Supplied passage
________________

Week #05
In class I started by quickly prototyping the form and how I thought the red line was going to be attached to the device.
This is the most basic form I could think of and the same one I had sketched in the previous weeks. After seeing a low-fidelity physical version it became very apparent to me that it wasn't working. The primitive boxiness of it felt right on paper and works conceptually but then in real life the angle doesn't feel right — it doesn't feel like a display, and moving the red line required certain positioning of the hands that felt too cumbersome.
I went on to sketching a few other options:
So I went on to quickly prototyping two more forms using cardboard and tape. I used the laser cutter for some of it because it was even faster. I scaled everything to make it fit the cardboard I had — I think the final piece will be somewhat bigger.
I made a first draft of some parts of the code. Unfortunately I can't share a live link at the moment — there are some API keys that I will need to set either through a proxy or on the server side, but either way this is merely a functional website and it's not intended to be viewed by anyone.
What I have so far is the basic structure:
I will continue to improve on this, but having the general structure helps. I can always switch between calculation functions, and send data from multiple sources because the code is mostly flexible and easily scalable. Doing this also helped me see some problematic areas and change how I thought it would work.

________________

Extracted entries
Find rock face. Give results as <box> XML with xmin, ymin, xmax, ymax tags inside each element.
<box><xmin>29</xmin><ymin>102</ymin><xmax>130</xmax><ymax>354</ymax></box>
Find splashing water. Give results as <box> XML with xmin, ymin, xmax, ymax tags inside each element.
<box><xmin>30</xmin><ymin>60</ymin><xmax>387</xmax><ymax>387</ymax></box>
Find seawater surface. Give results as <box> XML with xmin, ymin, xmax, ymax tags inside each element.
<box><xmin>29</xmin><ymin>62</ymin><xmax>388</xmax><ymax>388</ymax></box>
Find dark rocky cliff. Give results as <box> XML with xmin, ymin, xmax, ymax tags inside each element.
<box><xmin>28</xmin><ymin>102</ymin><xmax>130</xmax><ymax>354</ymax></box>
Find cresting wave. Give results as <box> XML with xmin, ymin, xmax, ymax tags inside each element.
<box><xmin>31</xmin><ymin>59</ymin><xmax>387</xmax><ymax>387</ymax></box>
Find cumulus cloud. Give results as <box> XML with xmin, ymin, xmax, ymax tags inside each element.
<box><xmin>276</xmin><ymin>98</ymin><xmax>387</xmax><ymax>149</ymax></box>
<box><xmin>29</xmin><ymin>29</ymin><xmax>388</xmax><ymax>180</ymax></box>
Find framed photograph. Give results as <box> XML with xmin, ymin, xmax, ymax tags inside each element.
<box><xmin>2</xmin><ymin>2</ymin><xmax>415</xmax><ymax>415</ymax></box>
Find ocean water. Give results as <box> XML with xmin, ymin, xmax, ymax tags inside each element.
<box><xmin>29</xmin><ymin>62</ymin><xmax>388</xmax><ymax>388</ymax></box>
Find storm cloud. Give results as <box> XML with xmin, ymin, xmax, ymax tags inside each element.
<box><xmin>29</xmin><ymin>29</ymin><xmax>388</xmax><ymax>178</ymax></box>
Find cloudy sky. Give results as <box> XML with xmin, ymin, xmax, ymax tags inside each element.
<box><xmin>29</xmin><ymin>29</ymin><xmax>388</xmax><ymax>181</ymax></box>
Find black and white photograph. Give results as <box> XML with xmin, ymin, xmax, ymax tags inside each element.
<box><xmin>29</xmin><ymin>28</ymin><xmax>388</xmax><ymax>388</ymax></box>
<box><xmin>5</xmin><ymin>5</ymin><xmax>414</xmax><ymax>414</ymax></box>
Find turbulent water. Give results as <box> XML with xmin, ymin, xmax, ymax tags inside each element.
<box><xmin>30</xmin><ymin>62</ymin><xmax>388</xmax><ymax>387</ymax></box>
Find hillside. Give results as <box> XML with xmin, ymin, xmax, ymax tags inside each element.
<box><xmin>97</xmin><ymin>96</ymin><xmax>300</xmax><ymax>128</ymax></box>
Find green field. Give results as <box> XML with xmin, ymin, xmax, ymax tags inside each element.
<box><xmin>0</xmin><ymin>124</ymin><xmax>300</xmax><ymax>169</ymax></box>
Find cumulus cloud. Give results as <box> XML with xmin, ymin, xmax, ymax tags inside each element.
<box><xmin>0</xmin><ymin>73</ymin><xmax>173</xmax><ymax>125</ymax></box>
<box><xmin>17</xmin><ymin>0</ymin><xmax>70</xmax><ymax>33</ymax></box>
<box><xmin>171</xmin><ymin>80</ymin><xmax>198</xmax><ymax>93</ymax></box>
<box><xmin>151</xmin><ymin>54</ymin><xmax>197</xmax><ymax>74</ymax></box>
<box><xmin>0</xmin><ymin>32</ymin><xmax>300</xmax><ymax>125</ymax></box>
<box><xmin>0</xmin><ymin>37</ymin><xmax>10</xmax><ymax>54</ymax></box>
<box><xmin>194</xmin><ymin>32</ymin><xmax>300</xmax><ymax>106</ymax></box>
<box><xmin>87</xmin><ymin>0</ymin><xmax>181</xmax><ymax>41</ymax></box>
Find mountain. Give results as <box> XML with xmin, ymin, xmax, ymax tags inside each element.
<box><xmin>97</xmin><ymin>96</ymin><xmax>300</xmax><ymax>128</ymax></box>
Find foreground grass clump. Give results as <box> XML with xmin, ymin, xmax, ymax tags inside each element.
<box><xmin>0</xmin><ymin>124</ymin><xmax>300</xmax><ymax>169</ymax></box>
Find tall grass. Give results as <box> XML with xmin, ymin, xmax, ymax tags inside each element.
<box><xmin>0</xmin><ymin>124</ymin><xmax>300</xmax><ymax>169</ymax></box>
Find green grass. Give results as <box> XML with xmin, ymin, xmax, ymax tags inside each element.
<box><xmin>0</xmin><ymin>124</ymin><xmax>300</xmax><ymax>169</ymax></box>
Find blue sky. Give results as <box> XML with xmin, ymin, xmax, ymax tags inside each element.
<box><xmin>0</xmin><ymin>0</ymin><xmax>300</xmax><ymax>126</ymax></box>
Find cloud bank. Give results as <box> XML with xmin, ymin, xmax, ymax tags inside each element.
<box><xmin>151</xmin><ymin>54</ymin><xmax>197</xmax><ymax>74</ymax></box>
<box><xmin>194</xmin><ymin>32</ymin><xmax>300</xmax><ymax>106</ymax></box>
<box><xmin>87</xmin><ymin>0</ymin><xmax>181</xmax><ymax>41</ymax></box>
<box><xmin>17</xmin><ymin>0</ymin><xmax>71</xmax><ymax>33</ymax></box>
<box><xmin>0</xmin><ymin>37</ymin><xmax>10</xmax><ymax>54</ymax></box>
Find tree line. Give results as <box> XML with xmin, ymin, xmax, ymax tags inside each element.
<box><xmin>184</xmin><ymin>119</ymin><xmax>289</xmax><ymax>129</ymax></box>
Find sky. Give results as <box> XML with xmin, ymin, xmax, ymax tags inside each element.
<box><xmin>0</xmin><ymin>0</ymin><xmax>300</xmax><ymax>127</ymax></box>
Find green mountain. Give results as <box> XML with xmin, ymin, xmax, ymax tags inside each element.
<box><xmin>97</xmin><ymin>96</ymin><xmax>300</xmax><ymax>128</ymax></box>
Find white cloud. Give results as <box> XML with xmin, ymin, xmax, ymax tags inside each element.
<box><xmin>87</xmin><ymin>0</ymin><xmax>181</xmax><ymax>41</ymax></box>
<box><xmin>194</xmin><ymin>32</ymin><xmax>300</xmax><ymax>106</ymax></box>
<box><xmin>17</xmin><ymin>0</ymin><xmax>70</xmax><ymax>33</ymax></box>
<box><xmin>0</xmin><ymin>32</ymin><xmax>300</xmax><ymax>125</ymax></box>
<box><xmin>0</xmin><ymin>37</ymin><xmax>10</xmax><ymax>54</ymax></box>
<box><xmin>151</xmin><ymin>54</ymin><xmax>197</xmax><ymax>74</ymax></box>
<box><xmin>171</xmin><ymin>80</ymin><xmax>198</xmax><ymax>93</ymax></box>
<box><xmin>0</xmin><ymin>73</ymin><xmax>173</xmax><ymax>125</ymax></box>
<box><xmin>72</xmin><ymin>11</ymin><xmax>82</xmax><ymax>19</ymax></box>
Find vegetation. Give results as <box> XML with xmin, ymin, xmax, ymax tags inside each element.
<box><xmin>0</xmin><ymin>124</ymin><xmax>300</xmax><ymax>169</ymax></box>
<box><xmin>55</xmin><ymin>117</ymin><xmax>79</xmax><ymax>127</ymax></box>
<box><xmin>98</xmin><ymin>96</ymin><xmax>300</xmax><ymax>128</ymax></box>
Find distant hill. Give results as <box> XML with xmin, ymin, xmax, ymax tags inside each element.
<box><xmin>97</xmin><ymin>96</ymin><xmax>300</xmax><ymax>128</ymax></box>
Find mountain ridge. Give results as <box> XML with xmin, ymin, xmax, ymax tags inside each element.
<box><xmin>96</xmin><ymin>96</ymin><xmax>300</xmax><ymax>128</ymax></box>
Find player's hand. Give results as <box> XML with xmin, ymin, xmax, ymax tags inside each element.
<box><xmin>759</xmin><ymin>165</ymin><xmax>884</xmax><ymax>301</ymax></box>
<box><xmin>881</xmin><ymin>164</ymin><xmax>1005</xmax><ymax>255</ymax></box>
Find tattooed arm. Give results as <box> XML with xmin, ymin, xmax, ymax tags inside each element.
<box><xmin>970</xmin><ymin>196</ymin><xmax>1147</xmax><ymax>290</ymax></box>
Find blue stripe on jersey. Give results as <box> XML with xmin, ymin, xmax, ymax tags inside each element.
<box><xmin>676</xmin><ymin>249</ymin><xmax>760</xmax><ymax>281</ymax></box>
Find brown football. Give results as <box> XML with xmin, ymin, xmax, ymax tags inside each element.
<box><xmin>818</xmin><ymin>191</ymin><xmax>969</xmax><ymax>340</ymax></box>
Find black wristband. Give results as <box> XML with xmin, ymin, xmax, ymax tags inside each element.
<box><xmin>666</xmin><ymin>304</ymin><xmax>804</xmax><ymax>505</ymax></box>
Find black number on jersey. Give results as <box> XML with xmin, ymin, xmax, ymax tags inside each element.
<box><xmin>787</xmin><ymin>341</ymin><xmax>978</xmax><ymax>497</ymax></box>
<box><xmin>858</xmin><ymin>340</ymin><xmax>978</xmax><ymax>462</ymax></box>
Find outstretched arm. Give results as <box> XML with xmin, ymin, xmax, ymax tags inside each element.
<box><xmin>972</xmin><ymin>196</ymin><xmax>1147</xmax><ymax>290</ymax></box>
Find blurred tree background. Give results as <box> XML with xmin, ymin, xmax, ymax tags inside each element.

________________

Problem details
Extend the Week #05 prototyping journal, starting after its last sentence about the flexible code structure.

Answer space
I initially planned on using a sentiment analysis model, but upon testing it with real headlines and articles I saw that the results it was outputting weren't good enough and it was generally too literal. I tested some LLMs and got better results (currently using Meta's 7B Llama model). LLMs have some context which helps with calculating the score, but the downside is the output isn't always predictable in terms of structure (although specifically with the mentioned model I've found this to work pretty well). I do have to send an "engineered" prompt along with the data though (this might be a good thing — I could ask for specific context, or give more "fair" instructions), and I would need to implement methods of managing "wrong" answers (i.e. getting a string of words back from the model instead of a float). I'm also not sure if and when I might need to implement some sort of way of managing the load. I'm assuming at some point (thousands of entries?) it might become slow and could potentially crash or freeze.